Aim: Can you format the listing below as a Markdown table with the columns Row and Line? Number each row, leave out blank lines, and cover only the part from the line with "face. Where is it in this camera feed?" up to and including the line with "[0,118,406,349]".

Data provided:
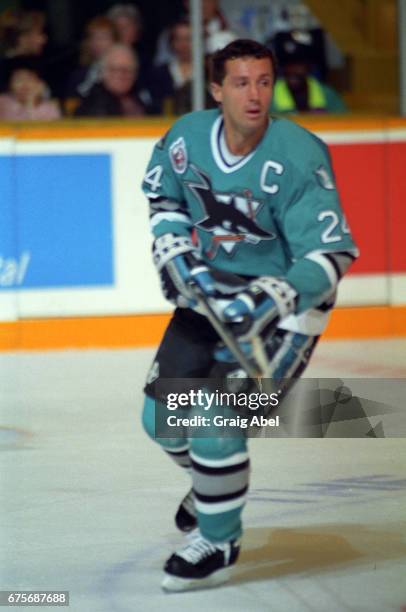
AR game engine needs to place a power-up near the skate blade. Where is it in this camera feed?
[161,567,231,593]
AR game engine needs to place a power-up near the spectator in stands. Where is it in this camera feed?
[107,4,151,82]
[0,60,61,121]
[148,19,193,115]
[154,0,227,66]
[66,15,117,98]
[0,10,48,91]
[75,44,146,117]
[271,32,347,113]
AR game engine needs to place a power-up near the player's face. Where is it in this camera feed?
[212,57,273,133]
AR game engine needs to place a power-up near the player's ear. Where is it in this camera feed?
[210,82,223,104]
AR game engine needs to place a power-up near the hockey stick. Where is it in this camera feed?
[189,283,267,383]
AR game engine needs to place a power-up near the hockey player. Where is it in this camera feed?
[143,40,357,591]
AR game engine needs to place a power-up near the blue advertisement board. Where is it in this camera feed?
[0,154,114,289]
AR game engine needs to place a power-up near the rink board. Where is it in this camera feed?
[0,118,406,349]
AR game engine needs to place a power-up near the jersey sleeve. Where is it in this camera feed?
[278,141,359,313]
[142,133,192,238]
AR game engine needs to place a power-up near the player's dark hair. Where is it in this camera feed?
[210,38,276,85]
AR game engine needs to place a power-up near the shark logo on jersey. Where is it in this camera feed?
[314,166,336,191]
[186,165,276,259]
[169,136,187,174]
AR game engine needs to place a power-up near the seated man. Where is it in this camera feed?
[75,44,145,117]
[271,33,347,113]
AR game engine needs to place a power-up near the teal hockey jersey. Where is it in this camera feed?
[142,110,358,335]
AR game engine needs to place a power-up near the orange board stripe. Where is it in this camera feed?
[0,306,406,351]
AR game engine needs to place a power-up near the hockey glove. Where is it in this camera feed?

...

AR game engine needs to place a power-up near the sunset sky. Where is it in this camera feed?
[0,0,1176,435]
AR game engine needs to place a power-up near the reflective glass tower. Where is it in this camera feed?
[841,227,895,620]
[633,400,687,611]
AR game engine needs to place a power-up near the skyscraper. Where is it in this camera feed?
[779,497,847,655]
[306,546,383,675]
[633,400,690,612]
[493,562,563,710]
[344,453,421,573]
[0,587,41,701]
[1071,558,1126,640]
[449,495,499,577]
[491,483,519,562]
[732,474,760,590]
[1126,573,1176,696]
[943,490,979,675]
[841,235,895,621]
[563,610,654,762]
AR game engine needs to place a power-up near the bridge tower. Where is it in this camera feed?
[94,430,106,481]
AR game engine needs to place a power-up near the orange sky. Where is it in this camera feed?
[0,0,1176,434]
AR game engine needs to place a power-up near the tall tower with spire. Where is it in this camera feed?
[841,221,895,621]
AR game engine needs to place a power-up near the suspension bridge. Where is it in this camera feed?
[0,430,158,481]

Exercise output:
| Row | Line |
|---|---|
| 1 | AR game engine needs to place a power-up near the player's face. Where is it in this camera feed? |
| 2 | [212,57,273,133] |
| 3 | AR game engine needs to place a power-up near the player's ear. Where is it in this camera feed? |
| 4 | [210,82,223,104] |
| 5 | AR game engine needs to place a power-up near the hockey stick. Where is it in this camera feed? |
| 6 | [189,283,267,383] |
| 7 | AR game engine needs to place a power-up near the hockey player. Where is it in this camera feed? |
| 8 | [143,40,357,591] |
| 9 | AR game engine needs to place a power-up near the blue advertisement board. Where is it in this camera feed? |
| 10 | [0,154,114,289] |
| 11 | AR game engine needs to place a power-up near the rink board. Where is it in this camera feed? |
| 12 | [0,118,406,349] |